| O que fazer |
No texto sobre a origem da ficção científica, qual obra Adam Roberts aponta como a primeira do gênero?

| Texto do exercício |
◇ ◇ ◇ ◇ ◇ ◇ ◇

O crítico e autor britânico Adam Roberts lança no Brasil pela Seoman "A Verdadeira História da Ficção Científica - Do Preconceito à Conquista das Massas", uma obra de 700 páginas na qual defende que o gênero nasceu muito antes de Júlio Verne, H. G. Wells ou Mary Shelley.

Segundo ele, a FC (ficção científica) é fruto da Reforma Protestante, que abre o pensamento humano para as ciências e relativiza os mandamentos bíblicos do catolicismo.

A primeira obra do gênero, diz Roberts, é "Somnium" do astrônomo Johannes Kepler, escrito por volta de 1600, mas lançado postumamente em 1634. No livro publicado no século 17, um sonhador vai à Lua carregado por um demônio e conhece seres das duas faces do satélite.

O livro de Roberts detalha ainda obras de FC escritas por Cyrano de Bergerac e Voltaire (leia na cronologia).

Ele diz que seus pares da crítica não abraçaram sua ideia de forma entusiasmada, preferindo manter a ideia clássica de que o gênero nasceu no século 19.

"A Verdadeira História da Ficção Científica", entretanto, vai muito além de apenas estabelecer uma nova origem para o gênero. Isso é feito em 140 páginas da obra.

◇ ◇ ◇ ◇ ◇ ◇ ◇

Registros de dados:
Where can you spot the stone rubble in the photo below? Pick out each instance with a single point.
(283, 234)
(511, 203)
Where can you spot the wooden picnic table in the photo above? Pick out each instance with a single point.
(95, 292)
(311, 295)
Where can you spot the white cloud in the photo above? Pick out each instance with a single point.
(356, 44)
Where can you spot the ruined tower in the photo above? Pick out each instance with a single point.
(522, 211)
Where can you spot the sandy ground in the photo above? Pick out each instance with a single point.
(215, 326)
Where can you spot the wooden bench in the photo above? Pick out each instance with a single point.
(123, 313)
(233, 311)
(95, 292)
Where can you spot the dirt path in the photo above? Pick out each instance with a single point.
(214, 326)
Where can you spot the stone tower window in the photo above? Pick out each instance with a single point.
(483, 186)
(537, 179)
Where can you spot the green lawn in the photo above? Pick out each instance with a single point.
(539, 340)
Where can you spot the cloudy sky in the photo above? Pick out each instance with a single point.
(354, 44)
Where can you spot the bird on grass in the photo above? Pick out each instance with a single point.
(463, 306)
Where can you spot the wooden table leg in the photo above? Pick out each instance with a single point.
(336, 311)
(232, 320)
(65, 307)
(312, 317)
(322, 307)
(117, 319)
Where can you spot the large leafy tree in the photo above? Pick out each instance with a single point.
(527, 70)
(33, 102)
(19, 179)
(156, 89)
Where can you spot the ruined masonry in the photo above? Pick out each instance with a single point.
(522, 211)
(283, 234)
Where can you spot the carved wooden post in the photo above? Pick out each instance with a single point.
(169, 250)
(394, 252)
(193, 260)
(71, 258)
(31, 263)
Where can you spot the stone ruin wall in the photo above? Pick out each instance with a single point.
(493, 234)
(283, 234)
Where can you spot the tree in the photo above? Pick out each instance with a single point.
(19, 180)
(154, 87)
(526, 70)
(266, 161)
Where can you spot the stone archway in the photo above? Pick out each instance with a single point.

◇ ◇ ◇ ◇ ◇ ◇ ◇

| Sua resposta |
"Somnium", do astrônomo Johannes Kepler.